Work to be completed:
Reproduce the listing below verbatim, from the line with "Practice. Spot the wet" through the final line of the listing, including both ends.

Records:
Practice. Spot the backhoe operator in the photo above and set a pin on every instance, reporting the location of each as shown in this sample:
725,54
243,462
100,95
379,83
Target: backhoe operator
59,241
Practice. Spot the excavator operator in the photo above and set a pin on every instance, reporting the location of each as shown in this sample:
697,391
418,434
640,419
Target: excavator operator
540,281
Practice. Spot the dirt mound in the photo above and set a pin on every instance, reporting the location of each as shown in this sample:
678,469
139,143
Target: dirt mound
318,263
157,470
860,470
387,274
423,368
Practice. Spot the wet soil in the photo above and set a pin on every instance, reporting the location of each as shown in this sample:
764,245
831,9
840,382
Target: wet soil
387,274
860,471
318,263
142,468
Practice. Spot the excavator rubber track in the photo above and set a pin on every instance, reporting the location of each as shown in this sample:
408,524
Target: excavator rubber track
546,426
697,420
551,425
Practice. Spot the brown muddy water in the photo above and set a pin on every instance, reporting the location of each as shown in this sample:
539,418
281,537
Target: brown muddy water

Task response:
Practice. Spot the wet soil in the photo above and set a pin on every instance, reporting the location of each as shown in this sample:
764,245
831,9
840,382
Target: wet soil
387,274
860,471
318,263
142,468
Practice. Spot the excavator rubber track in the photo above and set a pin on every instance, reporting the location of each as shown in this sample:
408,524
Target: excavator rubber track
546,426
697,420
551,425
Practice. Spot the brown muddy water in the photo above and set a pin on every instance, reporting the location of each as shown in this sample:
539,418
281,537
Target: brown muddy water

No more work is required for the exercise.